Stored data entries:
<<<<

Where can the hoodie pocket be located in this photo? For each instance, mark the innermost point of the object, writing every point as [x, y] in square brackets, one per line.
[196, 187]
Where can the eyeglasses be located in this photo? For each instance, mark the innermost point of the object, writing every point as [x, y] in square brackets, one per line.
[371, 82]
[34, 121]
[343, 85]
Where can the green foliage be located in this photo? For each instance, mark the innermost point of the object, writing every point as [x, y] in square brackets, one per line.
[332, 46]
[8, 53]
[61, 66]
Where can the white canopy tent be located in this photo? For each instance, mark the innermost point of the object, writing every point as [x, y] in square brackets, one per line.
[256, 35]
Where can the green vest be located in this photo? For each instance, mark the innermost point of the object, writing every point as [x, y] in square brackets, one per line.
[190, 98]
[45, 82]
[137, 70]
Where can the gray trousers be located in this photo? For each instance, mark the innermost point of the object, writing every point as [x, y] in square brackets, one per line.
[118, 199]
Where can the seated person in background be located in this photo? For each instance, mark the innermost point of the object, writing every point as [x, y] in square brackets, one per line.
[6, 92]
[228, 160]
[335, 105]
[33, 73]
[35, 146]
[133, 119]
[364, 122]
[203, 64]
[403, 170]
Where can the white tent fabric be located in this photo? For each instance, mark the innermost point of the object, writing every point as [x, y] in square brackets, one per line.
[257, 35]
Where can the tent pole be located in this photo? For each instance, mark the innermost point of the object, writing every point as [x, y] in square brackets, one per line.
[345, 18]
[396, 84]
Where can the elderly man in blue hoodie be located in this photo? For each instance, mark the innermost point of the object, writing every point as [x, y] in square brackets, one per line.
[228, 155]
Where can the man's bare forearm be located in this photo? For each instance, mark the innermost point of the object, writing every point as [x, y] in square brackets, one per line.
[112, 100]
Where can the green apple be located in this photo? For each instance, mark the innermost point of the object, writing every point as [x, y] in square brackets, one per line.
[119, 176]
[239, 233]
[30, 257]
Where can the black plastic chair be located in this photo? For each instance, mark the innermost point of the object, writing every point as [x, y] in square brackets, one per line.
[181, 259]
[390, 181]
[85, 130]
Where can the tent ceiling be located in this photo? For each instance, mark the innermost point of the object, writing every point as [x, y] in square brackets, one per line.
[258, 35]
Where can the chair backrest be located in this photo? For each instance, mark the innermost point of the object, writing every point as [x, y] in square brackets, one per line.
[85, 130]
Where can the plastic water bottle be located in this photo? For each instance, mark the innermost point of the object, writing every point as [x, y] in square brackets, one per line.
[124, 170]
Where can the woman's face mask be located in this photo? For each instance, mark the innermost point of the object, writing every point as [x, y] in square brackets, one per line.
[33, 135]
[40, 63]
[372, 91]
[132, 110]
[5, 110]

>>>>
<<<<

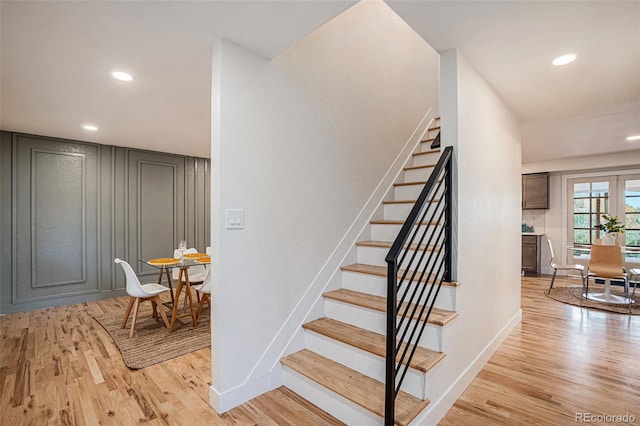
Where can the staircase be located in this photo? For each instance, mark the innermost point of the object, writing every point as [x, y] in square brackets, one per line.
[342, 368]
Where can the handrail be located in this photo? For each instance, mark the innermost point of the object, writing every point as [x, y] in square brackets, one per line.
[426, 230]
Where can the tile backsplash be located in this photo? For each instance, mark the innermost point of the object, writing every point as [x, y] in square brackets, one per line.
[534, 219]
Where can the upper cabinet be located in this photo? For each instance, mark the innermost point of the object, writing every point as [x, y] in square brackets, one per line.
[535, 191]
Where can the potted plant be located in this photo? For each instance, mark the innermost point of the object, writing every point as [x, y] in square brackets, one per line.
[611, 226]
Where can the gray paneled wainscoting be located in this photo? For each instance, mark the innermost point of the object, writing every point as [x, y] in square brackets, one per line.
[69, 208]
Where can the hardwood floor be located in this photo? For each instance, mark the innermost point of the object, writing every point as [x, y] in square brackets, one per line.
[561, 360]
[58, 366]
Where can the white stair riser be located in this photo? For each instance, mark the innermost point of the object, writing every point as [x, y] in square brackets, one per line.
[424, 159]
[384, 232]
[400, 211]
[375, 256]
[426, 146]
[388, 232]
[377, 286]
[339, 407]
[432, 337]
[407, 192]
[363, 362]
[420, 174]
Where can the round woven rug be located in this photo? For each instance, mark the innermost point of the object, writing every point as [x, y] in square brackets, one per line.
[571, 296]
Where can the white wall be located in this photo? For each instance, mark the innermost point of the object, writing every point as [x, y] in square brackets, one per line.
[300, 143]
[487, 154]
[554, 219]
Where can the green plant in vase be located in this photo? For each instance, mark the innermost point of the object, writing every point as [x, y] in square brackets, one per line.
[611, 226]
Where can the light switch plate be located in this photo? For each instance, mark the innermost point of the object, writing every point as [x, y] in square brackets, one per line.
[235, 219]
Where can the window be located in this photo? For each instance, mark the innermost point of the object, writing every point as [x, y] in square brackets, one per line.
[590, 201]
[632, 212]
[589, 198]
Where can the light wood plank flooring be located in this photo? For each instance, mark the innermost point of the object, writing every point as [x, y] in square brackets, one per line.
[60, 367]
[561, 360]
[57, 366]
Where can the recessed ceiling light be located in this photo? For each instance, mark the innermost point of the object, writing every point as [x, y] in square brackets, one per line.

>>>>

▶ GOAL OF THE EXERCISE:
The required output is every line above from the one with "Where can the light wood" down to the one with "Where can the recessed", restated word for word, ends included.

▶ ANSWER AREA:
Where can the light wood plank flooring be located in this photo? For each instance, mark the innermost point of the object, writing every point as [x, y] in square brackets, one per line.
[60, 367]
[561, 360]
[57, 366]
Where can the recessed ceiling light be located in this photo? For each instance, mark the innermost point of the object, writing every point as [x, y] in square brackets, one per line.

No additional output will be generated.